-- Given data --
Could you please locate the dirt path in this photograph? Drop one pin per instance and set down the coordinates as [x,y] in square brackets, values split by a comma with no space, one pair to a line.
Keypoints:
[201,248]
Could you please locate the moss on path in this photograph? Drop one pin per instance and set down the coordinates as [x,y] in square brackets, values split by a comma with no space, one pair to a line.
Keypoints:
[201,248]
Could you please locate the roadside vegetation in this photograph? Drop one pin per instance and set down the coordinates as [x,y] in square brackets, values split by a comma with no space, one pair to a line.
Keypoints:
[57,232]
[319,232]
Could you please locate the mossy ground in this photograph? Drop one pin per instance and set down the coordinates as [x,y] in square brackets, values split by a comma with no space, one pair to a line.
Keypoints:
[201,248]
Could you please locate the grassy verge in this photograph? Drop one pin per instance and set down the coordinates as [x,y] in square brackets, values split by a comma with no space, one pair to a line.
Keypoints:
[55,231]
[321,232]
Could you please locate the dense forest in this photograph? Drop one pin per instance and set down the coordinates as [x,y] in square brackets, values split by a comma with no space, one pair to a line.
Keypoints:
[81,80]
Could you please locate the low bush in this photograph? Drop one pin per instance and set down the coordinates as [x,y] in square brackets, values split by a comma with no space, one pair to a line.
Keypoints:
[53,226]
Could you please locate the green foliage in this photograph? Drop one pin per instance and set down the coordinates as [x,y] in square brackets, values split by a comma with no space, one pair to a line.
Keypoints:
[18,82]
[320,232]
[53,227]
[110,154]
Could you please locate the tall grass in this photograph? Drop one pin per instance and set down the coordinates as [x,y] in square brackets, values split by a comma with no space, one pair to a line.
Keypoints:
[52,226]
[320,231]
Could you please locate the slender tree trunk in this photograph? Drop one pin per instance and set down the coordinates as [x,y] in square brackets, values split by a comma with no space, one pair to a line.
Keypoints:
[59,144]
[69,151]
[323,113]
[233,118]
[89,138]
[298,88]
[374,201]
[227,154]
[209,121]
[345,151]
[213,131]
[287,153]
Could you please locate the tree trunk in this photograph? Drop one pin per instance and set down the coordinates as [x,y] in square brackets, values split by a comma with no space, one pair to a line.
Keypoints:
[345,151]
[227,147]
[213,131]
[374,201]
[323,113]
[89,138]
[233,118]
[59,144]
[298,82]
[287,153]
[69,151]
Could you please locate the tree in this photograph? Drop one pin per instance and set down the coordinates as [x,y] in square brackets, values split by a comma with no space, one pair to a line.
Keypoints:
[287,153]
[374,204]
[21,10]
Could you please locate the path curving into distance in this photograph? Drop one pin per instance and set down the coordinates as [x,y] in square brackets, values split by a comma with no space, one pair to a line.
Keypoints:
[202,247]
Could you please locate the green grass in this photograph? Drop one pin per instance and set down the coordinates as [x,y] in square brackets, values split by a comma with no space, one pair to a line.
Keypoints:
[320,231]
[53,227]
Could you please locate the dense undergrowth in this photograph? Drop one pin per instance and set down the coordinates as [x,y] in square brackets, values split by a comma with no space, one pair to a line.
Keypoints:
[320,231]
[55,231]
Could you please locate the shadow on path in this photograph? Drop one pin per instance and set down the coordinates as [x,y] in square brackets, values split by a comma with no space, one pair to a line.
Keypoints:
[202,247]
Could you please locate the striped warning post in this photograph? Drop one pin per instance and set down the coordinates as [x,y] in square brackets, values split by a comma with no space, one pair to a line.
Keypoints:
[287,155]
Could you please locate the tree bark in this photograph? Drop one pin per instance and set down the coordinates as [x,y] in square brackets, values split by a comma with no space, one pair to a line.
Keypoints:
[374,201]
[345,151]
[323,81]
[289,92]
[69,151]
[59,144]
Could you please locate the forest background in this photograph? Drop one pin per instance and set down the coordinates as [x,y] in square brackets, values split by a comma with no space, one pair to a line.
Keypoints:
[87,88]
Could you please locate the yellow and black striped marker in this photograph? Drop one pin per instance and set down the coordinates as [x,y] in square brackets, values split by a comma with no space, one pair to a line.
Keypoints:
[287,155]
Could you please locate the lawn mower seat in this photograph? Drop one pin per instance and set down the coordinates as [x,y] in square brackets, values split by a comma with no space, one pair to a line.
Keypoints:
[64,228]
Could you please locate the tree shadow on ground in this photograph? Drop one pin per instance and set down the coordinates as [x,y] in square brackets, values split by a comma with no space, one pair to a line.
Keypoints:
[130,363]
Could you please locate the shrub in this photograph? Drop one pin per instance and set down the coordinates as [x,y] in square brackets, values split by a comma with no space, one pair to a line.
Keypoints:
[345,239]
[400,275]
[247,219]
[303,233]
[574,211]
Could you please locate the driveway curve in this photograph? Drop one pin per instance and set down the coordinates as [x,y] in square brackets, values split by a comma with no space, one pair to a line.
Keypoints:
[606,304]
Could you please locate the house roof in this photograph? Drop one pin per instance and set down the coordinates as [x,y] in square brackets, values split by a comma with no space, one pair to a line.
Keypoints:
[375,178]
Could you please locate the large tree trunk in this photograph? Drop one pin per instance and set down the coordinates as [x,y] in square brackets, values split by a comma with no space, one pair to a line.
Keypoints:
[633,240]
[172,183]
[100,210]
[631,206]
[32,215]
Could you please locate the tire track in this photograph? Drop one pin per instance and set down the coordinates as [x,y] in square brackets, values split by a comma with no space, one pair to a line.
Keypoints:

-- Directions for this task --
Each line of the entries holding the string "trunk" should be found and copied.

-- Your response --
Could you please locate the slender tree trunk in this photograph? Drop one pin per instance and set down the coordinates as [x,y] in square brackets, values split by a comma with no space, one pair to a line.
Could you please locate the tree trunk in this photograph? Drop one pin per instance and set down the coordinates as [x,y] in square brackets, values split by a comma with no space, one pair to a line.
Could you please locate the large tree trunk in this photograph? Drop one pin per instance and set down the coordinates as [x,y] in square brackets, values split by a comma with no space, one pair to a line.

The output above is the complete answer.